** What needs to be done **
Convert the lines below, from the line containing "light pole? Mark that spot." through the final line of the entries, into a JSON list of strings with one string per line. Leave out blank lines.

** Extracted data **
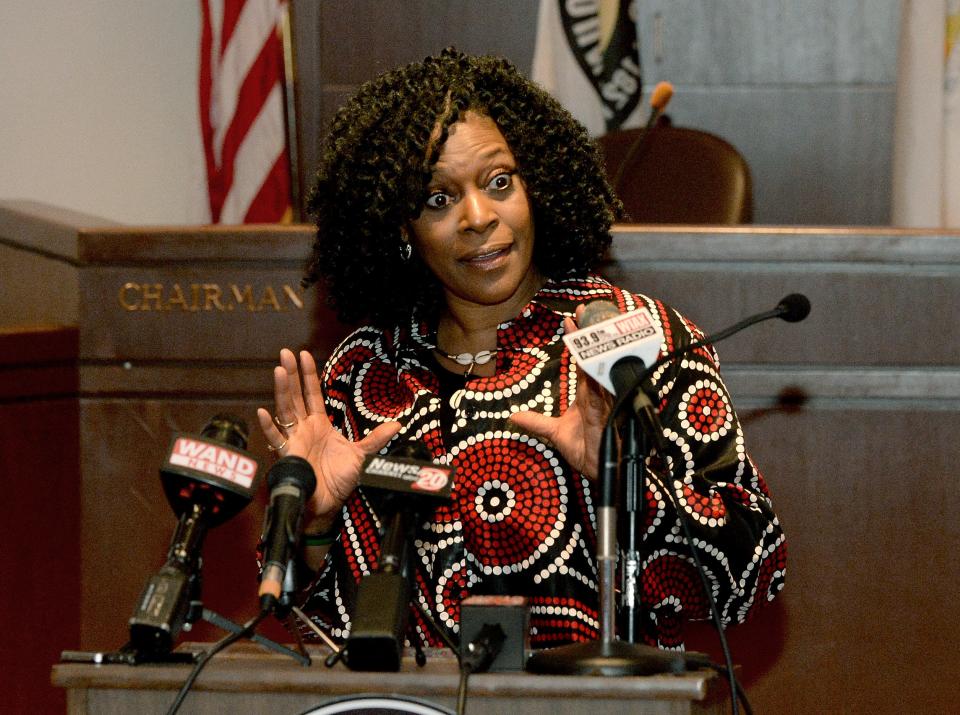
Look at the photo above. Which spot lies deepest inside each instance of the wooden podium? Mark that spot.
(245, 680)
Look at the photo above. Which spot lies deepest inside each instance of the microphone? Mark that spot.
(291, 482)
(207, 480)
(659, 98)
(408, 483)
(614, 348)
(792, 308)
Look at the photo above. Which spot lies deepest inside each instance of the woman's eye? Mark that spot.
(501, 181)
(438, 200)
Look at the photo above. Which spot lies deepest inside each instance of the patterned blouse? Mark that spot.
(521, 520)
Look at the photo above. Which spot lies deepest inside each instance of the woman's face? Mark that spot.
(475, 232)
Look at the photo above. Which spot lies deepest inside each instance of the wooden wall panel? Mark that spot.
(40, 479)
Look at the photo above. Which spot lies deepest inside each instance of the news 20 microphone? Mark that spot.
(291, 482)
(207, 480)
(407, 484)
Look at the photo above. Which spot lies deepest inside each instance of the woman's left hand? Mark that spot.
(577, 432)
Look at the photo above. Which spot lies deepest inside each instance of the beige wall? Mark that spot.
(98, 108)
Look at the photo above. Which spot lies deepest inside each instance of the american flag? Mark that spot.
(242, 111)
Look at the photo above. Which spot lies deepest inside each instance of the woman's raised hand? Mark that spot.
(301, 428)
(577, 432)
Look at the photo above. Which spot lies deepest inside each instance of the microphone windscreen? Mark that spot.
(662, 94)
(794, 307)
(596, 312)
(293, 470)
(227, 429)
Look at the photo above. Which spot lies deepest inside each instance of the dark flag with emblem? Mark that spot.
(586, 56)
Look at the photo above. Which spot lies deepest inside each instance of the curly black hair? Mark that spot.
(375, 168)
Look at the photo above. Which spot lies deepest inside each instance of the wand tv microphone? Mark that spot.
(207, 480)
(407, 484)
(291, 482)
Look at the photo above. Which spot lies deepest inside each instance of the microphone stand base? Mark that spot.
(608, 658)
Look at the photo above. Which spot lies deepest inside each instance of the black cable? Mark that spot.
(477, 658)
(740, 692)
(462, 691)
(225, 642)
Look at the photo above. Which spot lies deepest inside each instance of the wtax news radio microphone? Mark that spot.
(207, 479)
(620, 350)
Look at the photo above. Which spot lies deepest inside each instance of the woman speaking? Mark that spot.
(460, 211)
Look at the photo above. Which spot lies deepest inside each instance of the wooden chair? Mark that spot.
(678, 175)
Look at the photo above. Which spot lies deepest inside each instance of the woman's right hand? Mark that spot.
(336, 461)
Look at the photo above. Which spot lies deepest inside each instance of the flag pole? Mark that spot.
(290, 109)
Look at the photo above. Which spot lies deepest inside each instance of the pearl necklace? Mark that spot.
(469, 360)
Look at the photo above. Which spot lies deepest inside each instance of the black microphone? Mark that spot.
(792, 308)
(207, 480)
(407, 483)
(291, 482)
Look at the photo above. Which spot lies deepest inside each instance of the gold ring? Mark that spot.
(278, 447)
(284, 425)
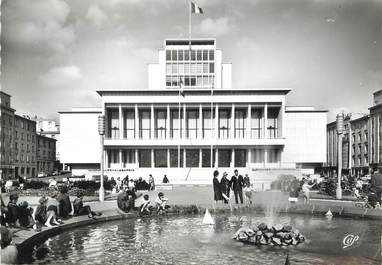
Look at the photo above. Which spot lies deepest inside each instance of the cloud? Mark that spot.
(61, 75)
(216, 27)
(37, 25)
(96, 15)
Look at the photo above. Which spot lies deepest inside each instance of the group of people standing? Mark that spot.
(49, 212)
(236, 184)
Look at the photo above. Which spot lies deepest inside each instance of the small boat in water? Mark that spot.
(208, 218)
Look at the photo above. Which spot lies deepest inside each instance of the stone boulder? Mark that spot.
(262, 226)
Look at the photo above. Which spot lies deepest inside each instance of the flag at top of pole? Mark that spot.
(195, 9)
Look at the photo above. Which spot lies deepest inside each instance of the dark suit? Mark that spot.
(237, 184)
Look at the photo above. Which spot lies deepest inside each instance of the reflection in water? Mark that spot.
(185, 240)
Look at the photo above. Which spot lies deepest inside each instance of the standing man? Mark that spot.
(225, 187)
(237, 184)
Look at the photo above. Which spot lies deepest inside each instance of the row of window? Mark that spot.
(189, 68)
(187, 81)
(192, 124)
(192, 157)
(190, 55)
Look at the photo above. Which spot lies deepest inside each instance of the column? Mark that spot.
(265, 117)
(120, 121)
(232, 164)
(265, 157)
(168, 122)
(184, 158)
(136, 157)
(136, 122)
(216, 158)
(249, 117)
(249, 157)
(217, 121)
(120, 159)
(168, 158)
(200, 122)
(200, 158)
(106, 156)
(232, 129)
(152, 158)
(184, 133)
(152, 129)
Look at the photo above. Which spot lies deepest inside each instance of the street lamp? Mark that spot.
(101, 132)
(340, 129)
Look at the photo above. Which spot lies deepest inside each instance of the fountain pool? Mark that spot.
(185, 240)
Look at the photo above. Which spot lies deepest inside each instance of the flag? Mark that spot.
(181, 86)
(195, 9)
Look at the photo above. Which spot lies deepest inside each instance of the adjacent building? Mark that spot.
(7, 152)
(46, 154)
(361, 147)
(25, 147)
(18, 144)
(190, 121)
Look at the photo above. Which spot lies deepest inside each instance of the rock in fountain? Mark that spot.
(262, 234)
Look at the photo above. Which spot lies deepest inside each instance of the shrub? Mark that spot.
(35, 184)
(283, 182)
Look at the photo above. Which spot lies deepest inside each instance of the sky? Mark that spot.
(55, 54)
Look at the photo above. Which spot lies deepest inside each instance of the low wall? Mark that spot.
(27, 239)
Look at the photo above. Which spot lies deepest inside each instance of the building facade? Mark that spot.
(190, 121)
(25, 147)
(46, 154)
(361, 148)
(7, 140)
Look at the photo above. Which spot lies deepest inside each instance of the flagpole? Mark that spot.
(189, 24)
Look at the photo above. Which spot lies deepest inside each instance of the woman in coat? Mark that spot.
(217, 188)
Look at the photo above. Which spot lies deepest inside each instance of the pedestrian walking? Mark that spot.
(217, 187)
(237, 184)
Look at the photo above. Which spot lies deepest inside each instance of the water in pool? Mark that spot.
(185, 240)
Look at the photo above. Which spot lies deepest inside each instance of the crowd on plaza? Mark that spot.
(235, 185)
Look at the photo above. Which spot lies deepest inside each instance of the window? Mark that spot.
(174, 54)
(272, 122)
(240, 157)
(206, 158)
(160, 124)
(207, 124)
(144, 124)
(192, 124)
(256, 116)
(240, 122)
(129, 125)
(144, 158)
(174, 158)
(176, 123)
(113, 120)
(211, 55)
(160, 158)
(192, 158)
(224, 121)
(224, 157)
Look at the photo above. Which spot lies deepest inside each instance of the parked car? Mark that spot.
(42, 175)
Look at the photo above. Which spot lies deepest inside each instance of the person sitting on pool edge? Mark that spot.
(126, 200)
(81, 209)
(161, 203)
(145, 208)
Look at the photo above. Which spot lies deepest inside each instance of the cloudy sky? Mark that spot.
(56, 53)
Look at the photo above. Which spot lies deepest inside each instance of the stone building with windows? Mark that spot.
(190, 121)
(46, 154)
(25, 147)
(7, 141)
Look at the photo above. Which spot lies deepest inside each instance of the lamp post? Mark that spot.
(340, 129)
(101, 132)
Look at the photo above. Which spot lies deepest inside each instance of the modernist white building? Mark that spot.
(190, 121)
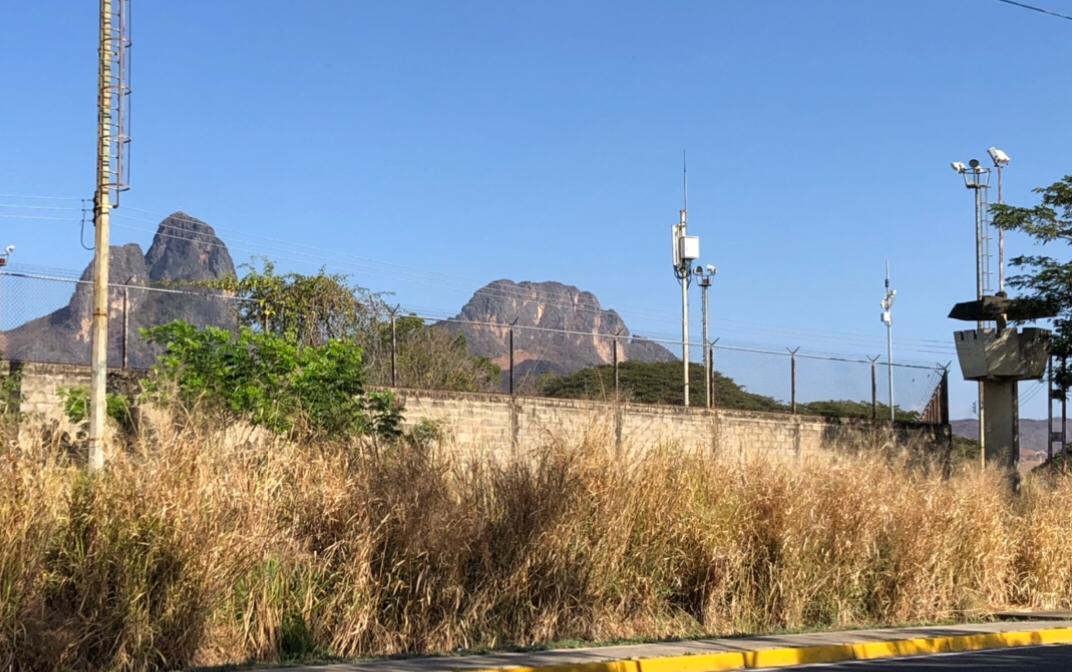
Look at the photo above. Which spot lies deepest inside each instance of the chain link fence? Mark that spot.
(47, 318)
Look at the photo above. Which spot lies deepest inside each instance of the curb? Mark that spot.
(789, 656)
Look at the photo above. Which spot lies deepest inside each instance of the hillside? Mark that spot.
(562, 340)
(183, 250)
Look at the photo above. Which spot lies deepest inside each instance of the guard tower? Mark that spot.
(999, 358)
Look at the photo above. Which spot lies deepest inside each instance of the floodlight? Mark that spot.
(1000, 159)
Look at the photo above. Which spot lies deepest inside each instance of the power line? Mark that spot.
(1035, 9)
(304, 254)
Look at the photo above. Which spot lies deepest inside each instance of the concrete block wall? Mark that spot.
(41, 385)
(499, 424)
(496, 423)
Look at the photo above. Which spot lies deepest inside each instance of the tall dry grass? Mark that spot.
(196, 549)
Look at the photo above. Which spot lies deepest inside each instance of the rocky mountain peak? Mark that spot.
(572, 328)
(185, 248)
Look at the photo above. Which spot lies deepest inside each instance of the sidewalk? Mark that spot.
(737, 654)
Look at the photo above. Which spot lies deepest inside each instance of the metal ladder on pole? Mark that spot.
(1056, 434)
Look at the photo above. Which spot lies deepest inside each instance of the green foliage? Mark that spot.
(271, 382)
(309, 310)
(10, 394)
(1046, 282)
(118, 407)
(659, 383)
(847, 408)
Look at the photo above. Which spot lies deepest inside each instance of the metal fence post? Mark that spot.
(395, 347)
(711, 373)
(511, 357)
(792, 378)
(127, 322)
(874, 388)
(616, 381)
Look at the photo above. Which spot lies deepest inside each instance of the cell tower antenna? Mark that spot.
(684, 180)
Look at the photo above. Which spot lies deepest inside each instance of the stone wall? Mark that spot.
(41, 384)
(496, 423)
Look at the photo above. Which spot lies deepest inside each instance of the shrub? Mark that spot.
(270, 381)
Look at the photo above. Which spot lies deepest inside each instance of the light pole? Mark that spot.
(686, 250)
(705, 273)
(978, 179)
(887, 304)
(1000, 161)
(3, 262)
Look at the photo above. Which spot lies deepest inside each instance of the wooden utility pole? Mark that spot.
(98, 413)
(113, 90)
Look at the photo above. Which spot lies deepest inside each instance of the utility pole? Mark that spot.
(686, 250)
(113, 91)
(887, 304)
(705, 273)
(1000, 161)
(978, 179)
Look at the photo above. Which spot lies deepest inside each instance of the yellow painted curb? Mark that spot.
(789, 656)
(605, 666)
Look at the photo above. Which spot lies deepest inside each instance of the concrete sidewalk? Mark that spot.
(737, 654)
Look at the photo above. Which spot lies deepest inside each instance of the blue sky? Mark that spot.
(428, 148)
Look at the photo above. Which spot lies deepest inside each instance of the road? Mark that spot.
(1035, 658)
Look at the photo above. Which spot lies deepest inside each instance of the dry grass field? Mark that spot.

** Exercise result **
[
  "Look at the photo above. Which spot lies deepest inside each instance of the light pole? Mark that spot.",
  "(686, 250)",
  "(705, 273)",
  "(978, 179)",
  "(887, 304)",
  "(1000, 161)",
  "(3, 262)",
  "Look at the photo above. Which spot lies deepest inside each instance of the wooden utility pole? Mark that spot.",
  "(98, 413)",
  "(113, 90)",
  "Look at the photo above. Which spot lies deepest inside each instance of the utility pole? Mark that spot.",
  "(686, 250)",
  "(113, 91)",
  "(887, 304)",
  "(705, 273)",
  "(1000, 161)",
  "(978, 179)",
  "Look at the photo above. Which spot lies deepest inside each instance of the yellow painted curb? Mark that spot.",
  "(789, 656)",
  "(605, 666)",
  "Look at the photo above. Which spot lies deepest inside each instance of the concrete sidewalk? Mark that spot.",
  "(737, 654)",
  "Look at the photo above. Which spot lies deepest inside each instance of the blue sky? Mark that spot.",
  "(428, 148)",
  "Look at the photo above. Which spot lies deepest inside each instance of the road? Mark that spot.",
  "(1035, 658)",
  "Look at the photo above. Which spot lies deepest inside each instance of the dry grass field? Mark that spot."
]